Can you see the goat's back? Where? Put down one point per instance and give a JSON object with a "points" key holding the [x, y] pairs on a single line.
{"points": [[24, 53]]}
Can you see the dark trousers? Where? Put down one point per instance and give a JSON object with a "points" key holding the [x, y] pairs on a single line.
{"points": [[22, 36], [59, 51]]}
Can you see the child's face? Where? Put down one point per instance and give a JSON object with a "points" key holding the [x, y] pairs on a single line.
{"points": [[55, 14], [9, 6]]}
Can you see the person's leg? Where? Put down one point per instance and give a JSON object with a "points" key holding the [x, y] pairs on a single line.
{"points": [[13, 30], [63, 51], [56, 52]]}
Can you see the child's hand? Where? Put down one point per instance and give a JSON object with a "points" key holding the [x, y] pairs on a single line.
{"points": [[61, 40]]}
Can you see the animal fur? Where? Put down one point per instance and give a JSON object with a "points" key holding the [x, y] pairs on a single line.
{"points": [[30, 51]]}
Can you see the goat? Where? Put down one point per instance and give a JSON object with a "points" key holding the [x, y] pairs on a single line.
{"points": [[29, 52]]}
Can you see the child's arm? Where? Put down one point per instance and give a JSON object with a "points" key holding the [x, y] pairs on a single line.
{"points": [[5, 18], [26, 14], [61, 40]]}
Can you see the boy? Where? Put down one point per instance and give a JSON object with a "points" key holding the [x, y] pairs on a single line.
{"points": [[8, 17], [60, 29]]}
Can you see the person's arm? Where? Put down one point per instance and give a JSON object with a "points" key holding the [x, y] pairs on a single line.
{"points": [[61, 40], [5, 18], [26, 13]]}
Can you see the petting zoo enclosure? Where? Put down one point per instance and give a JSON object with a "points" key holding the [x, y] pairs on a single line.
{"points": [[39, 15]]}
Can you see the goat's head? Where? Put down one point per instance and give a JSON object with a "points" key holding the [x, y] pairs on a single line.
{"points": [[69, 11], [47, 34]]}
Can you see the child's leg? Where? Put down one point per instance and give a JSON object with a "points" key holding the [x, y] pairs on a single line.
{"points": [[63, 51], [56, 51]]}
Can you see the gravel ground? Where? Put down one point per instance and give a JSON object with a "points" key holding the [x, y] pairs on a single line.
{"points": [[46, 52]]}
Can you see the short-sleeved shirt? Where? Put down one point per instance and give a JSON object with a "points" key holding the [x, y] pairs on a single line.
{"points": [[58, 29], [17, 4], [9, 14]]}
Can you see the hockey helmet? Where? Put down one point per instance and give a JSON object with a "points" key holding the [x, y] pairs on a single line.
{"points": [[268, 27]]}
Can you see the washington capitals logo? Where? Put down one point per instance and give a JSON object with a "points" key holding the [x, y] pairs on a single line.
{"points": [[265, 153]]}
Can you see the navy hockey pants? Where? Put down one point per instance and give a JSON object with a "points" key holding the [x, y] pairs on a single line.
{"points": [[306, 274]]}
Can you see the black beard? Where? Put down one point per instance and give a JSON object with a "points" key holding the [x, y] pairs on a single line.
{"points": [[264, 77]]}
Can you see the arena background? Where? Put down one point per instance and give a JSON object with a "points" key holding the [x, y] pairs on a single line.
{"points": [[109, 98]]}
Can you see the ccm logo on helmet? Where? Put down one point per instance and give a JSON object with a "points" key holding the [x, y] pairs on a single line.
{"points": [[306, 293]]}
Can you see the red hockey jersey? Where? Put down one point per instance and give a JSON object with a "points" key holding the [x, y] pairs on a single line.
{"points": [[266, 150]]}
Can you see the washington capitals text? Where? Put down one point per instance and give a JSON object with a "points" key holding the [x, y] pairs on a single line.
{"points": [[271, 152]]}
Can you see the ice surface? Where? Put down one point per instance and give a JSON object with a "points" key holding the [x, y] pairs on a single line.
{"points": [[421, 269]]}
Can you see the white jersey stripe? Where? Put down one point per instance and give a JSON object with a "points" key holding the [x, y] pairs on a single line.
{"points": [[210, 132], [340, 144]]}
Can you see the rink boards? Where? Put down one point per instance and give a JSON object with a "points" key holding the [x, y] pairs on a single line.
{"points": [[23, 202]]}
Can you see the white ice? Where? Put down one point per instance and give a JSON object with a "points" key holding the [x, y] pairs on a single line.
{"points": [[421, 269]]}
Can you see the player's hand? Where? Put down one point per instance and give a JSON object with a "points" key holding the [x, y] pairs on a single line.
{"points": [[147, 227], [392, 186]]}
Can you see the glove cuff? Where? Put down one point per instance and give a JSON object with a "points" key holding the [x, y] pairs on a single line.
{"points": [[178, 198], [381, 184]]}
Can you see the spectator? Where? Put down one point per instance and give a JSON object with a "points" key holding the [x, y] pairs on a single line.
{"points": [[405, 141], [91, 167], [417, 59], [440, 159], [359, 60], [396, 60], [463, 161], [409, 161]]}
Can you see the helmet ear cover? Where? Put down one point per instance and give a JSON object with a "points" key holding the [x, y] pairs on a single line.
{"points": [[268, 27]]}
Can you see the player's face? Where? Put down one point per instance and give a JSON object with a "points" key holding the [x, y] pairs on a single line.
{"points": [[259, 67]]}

## TO DO
Would you write out all of the data again, unchanged?

## YOUR SOLUTION
Can you see the goat's back? Where? Put down one point per instance and give a JSON object with a "points" key holding the [x, y] pairs on a single line.
{"points": [[24, 53]]}
Can you see the dark trousers? Where? Put down one point per instance and give a JSON object with a "points" key holding the [x, y] pairs on a single line.
{"points": [[22, 36], [59, 51]]}
Can you see the child's face? Where? Put down one point per instance and give a JSON object with a "points" key holding the [x, y] pairs on a single line.
{"points": [[55, 14], [9, 6]]}
Can you see the person's leg? Where? Put down one point per instance and give a JSON object with a "points" key holding the [x, y] pairs on a single line.
{"points": [[13, 30], [63, 51], [56, 52]]}
Can you see the child's hand? Where? Put down one point per instance and give a JSON object with a "points" key holding the [x, y] pairs on a single line.
{"points": [[61, 40]]}
Can you see the animal fur? Where? Put down one point per instance and give a JSON object with a "points" key holding the [x, y] pairs on a single line.
{"points": [[30, 51]]}
Can you see the goat? Where? Put down one point per instance and give a JSON object with a "points" key holding the [x, y] pairs on a single line.
{"points": [[29, 52]]}
Can you see the child's arm? Where? Put down one point per instance and give a JSON object with a "points" key holding the [x, y] pairs on a single line.
{"points": [[5, 18], [26, 14], [61, 40]]}
Can you see the boy? Where? Put down one point per instance and give a JSON object with a "points" key holding the [x, y] pairs on a single line.
{"points": [[8, 17], [60, 29]]}
Can you see the person's arm? Where? Put down one point per instance and give a JSON object with a "points" key holding the [x, y] pairs on a single line.
{"points": [[61, 40], [5, 18], [26, 13]]}
Can you see the petting zoo enclosure? Where? Put down one point per instance and give a JSON object with a "points" key holding the [x, y] pairs on a single line.
{"points": [[39, 15]]}
Can you see the goat's head? Where? Put down one point per instance and give a JSON object with a "points" key holding the [x, y] pairs on a single line.
{"points": [[69, 11], [47, 34]]}
Can you see the child's leg? Where? Put down one point per instance and give a JSON object with a "points" key holding the [x, y] pairs on a single line.
{"points": [[63, 51], [56, 51]]}
Can you see the gravel ground? Where? Put down one point per instance and give a JSON object with a "points" key holding the [x, y] pairs on a single line.
{"points": [[46, 52]]}
Can you see the short-sleeved shirt? Where? Put down one point per instance and give a JSON object with a "points" key holding the [x, y] pairs on a single line.
{"points": [[58, 29], [17, 4], [9, 14]]}
Can you see the hockey helmet? Where? Put down one point per instance and give a JSON object with a "points" key holding the [x, y] pairs on a single line.
{"points": [[268, 27]]}
Can you see the washington capitals logo? Where? Put down one point per instance and give a JSON object with a "points" key holding the [x, y] pairs on a single line.
{"points": [[265, 153]]}
Can you see the navy hockey pants? Where? Put down one point per instance and give a JSON object with a "points" key holding the [x, y] pairs on a single line.
{"points": [[306, 274]]}
Can you see the black beard? Where? Put down one point per instance and give a JSON object with a "points" key holding the [x, y] pairs on a single line.
{"points": [[264, 77]]}
Can you see the arena background? Where? Put down one point per instance and give a JSON object with a "points" key holding the [x, y] pairs on a single line.
{"points": [[109, 98]]}
Can you see the ccm logo on helmet? Where? Put down one point per instance and give a JSON object with a "points" key holding the [x, y] pairs on a single line.
{"points": [[306, 293]]}
Can you see the red hockey jersey? Where? Put down one point per instance and give a JSON object with a "points" key holding the [x, y] pairs on a single line.
{"points": [[266, 150]]}
Can you see the washington capitals text? Where? Put down one point per instance and give a JSON object with a "points" key holding the [x, y] pairs on a single line.
{"points": [[271, 152]]}
Can you see the ice surface? Where? Put down one point per instance and give a JSON object with a "points" key holding the [x, y] pairs on a single line.
{"points": [[421, 269]]}
Can you see the white jersey stripe? Where? Put down one point per instance and give a JSON object with a "points" key holding the [x, y] pairs on a single line.
{"points": [[210, 132], [340, 144]]}
Can you see the rink boards? Where? Put down one point per instance and give a JSON object with a "points" key holding the [x, y] pairs on a single line.
{"points": [[23, 202]]}
Can you see the white ice? Where? Put down one point per instance and give a JSON object with a "points" key holding the [x, y] pairs on a single line.
{"points": [[421, 269]]}
Can you see the player's hand? Where? Put down one point per instance and give a JSON object with a "points" key holding the [x, y] pairs on a single line.
{"points": [[147, 227], [392, 186]]}
Can you see the glove cuff? Where? Put down one point per instance and give a JSON object with a "points" key holding the [x, y] pairs on a single line.
{"points": [[178, 198], [381, 184]]}
Can you see the spectator? Where? Put down one point per instance and give a JSON object with a "points" key holding the [x, y] pairs on a single line.
{"points": [[405, 141], [91, 167], [417, 59], [440, 159], [359, 60], [396, 60], [463, 161], [409, 161]]}
Can you see the helmet ear cover? Where? Put down one point per instance and give a JSON object with a "points" key holding the [x, y] pairs on a single line.
{"points": [[268, 27]]}
Can you see the player's face? Where? Put down one point per instance and give a JSON object with a "points" key holding the [x, y] pairs on a single line.
{"points": [[259, 67]]}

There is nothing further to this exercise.